● Direction
Rewrite every line of the listing below as a numbered list, omitting any blank lines.
+ + + + + + +
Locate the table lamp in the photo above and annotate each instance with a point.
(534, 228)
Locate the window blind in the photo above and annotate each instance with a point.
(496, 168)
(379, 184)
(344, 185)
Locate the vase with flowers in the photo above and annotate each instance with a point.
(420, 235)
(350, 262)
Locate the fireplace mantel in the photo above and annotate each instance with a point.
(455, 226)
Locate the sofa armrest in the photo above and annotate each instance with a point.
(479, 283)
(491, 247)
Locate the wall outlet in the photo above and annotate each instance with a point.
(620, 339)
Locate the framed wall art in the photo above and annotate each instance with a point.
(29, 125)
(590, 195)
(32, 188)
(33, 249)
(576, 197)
+ + + + + + +
● Written response
1. Locate the table lamp in the photo above and annotate each instance with a point.
2. (534, 228)
3. Locate the window blind in the photo above and annotate each instance with a point.
4. (496, 168)
5. (379, 184)
6. (344, 185)
7. Locate the vase with flowers in the photo above and annotate each instance with a point.
8. (420, 235)
9. (350, 262)
10. Locate the fireplace mantel in the photo above and annotate each instance with a point.
11. (455, 226)
12. Locate the sofa armrest in the photo above and annotate each instance with a point.
13. (479, 283)
14. (491, 247)
15. Locate the wall outlet in the photo above and annotate each instance with a point.
16. (620, 339)
17. Locate the framed wall art in the photo above and annotate each instance with a point.
18. (29, 125)
19. (590, 195)
20. (32, 188)
21. (33, 249)
22. (576, 197)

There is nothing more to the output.